▶ _Written instruction_
Swap "glass bottle" for "clear bottle" in the stretch from the line containing "Q. Point out the green" through the end of the records, and write those lines out again with nothing else changed. Leave the pictures out of your answer.
[start The data]
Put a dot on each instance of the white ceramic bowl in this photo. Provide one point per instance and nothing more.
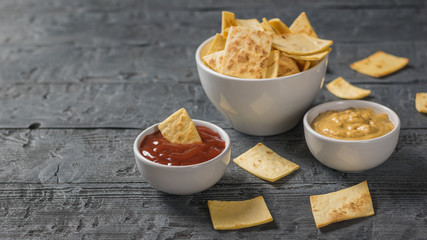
(354, 155)
(261, 107)
(183, 180)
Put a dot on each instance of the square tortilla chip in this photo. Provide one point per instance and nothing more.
(279, 26)
(379, 64)
(250, 23)
(349, 203)
(300, 44)
(421, 102)
(246, 53)
(214, 60)
(239, 214)
(273, 64)
(302, 25)
(343, 89)
(262, 162)
(218, 44)
(179, 128)
(287, 66)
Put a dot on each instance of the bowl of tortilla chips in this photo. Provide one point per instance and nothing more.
(262, 76)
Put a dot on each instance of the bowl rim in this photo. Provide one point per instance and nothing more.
(224, 136)
(200, 63)
(332, 106)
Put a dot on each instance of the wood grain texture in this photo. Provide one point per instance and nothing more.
(79, 80)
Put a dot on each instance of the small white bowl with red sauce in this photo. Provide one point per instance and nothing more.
(186, 176)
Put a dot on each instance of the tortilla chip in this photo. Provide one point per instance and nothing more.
(239, 214)
(349, 203)
(279, 26)
(214, 60)
(228, 20)
(421, 102)
(302, 25)
(267, 27)
(179, 128)
(246, 53)
(250, 23)
(311, 57)
(287, 66)
(300, 44)
(262, 162)
(379, 64)
(218, 44)
(343, 89)
(273, 64)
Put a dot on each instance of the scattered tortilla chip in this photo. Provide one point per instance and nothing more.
(300, 44)
(228, 20)
(379, 64)
(273, 64)
(421, 102)
(246, 53)
(218, 44)
(239, 214)
(302, 25)
(349, 203)
(214, 60)
(267, 27)
(179, 128)
(262, 162)
(287, 66)
(343, 89)
(279, 26)
(250, 23)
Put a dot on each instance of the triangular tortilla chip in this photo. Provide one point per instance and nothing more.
(214, 60)
(273, 64)
(379, 64)
(218, 44)
(343, 89)
(279, 26)
(250, 23)
(228, 20)
(246, 53)
(349, 203)
(421, 102)
(264, 163)
(179, 128)
(302, 25)
(300, 44)
(239, 214)
(287, 66)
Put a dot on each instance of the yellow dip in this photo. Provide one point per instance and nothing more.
(352, 124)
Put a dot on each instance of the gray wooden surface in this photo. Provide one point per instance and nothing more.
(80, 79)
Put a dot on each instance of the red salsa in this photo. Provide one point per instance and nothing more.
(156, 148)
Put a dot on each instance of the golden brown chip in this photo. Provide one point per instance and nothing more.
(273, 64)
(250, 23)
(228, 20)
(264, 163)
(214, 60)
(379, 64)
(279, 26)
(343, 89)
(287, 66)
(421, 102)
(239, 214)
(349, 203)
(302, 25)
(179, 128)
(218, 44)
(246, 53)
(300, 44)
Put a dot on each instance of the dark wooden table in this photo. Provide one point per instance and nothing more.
(81, 79)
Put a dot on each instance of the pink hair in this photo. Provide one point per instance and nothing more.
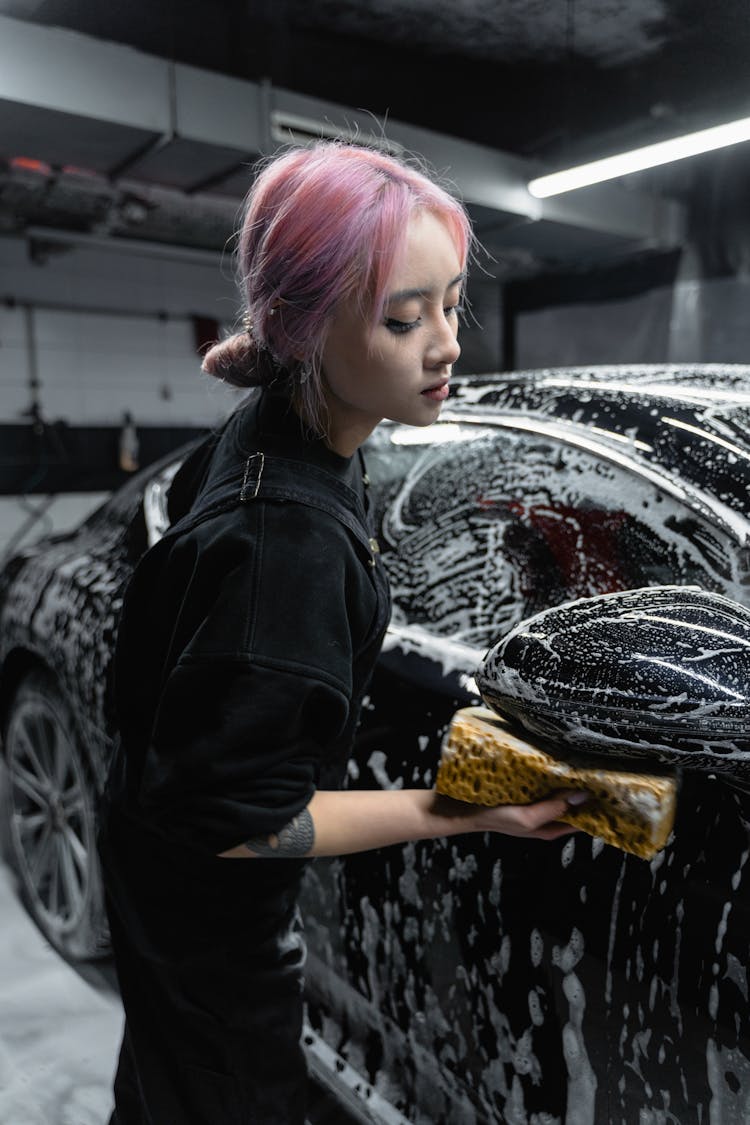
(321, 225)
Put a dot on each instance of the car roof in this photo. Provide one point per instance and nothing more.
(688, 423)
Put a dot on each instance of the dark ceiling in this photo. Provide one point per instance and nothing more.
(551, 79)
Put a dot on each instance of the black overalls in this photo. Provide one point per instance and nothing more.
(247, 638)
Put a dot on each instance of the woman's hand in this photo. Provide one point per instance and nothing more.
(357, 820)
(540, 820)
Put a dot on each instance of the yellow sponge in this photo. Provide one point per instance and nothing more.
(482, 762)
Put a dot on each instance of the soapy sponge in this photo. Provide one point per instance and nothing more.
(482, 762)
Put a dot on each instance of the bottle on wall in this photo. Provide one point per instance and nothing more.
(128, 444)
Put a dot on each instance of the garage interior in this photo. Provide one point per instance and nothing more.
(128, 133)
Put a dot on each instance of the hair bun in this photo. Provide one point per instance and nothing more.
(235, 360)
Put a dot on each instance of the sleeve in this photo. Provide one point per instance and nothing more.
(258, 682)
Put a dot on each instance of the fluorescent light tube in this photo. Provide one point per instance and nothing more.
(650, 155)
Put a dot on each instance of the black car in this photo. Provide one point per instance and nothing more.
(477, 979)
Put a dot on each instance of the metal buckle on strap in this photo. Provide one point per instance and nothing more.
(251, 480)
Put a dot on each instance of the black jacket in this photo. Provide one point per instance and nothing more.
(247, 637)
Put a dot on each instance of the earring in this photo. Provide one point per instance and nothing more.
(305, 370)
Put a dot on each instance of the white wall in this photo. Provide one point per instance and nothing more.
(92, 366)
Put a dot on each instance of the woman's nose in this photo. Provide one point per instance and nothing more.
(445, 348)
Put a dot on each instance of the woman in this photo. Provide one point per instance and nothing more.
(250, 631)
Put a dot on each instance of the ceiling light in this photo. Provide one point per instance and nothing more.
(650, 155)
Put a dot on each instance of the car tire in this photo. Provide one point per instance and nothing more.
(51, 819)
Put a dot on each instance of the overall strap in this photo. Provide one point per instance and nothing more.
(269, 477)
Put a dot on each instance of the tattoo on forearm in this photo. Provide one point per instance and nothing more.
(292, 842)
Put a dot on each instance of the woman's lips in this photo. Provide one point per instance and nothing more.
(439, 394)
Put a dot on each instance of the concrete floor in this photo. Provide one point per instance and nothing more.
(59, 1034)
(60, 1031)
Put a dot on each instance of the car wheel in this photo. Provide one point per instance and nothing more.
(51, 819)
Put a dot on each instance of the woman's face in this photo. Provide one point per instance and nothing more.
(400, 368)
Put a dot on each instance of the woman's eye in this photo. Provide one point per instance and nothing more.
(399, 326)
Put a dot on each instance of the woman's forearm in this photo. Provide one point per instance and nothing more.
(357, 820)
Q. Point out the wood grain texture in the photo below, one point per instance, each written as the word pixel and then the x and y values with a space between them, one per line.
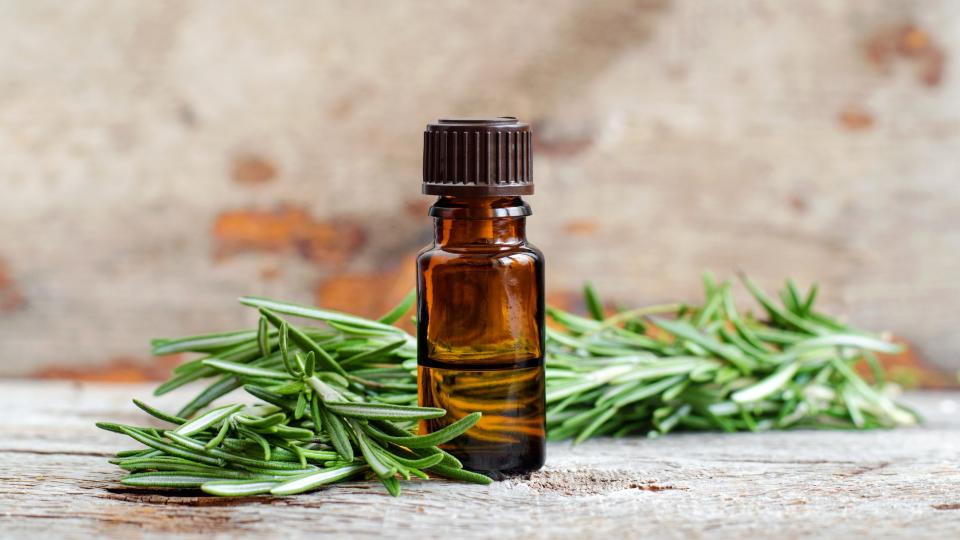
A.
pixel 55 482
pixel 159 159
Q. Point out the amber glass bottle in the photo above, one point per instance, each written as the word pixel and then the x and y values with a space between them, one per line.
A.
pixel 480 299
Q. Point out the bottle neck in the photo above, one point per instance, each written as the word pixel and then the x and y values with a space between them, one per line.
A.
pixel 462 221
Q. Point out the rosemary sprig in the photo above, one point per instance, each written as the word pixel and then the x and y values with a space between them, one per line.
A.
pixel 712 368
pixel 337 402
pixel 314 428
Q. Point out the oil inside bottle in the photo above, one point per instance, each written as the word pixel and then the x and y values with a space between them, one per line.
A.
pixel 509 438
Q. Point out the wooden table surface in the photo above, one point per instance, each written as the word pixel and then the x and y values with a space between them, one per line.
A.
pixel 55 483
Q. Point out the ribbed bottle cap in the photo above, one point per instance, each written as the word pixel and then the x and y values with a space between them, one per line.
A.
pixel 478 157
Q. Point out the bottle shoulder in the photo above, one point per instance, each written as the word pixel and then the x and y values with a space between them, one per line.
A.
pixel 524 252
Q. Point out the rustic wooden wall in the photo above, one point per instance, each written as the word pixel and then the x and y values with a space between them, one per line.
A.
pixel 158 159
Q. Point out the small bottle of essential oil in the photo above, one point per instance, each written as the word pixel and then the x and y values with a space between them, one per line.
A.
pixel 480 295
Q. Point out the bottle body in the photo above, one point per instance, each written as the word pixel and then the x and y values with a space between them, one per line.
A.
pixel 481 333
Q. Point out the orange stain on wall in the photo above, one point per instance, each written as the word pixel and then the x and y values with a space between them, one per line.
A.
pixel 286 229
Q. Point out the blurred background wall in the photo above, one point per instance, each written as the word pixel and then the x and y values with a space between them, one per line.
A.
pixel 158 159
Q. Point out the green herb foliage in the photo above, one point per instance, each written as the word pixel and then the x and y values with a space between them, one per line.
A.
pixel 336 403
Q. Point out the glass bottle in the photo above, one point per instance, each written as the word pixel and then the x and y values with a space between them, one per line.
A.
pixel 480 296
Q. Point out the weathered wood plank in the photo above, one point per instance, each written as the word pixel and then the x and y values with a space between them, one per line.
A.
pixel 55 482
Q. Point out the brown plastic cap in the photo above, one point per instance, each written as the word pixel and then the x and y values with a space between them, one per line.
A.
pixel 478 157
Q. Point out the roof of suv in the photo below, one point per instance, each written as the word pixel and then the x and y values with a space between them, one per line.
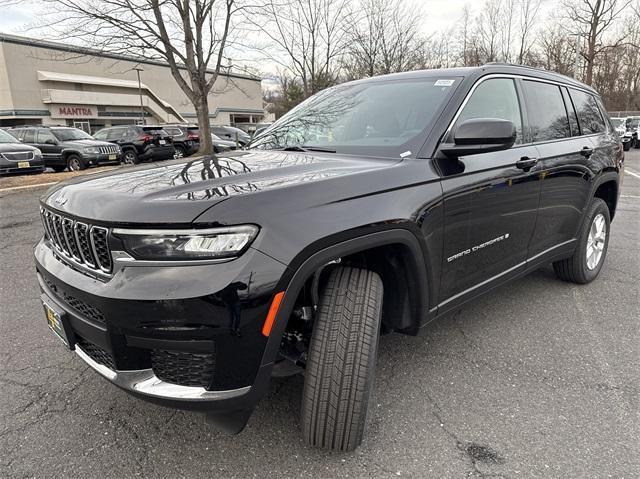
[end The data]
▶ _Result below_
Q. Point out the green herb foliage in the photo above, one point per instance, each written as the word pixel and then the x and y values with a space between them, one per line.
A.
pixel 336 403
Q. Point out the clear bottle in the photo above, one point per instance, each written as the word pixel and then the x and y values with a space between them, one per line.
A.
pixel 480 296
Q. Point out the weathered wood plank in the photo above, one point per instance, each written as the word pixel and then the x and y values with a space between them, one per line.
A.
pixel 55 482
Q. Point out the brown plastic cap in the photo above, one point per instance, each written as the word pixel and then the x and y values with a space between them, one per line.
A.
pixel 478 157
Q. Point out the roof of suv in the photo below, one point per instance, each written as the word pixel and then the x and y values with a space between them, one per line.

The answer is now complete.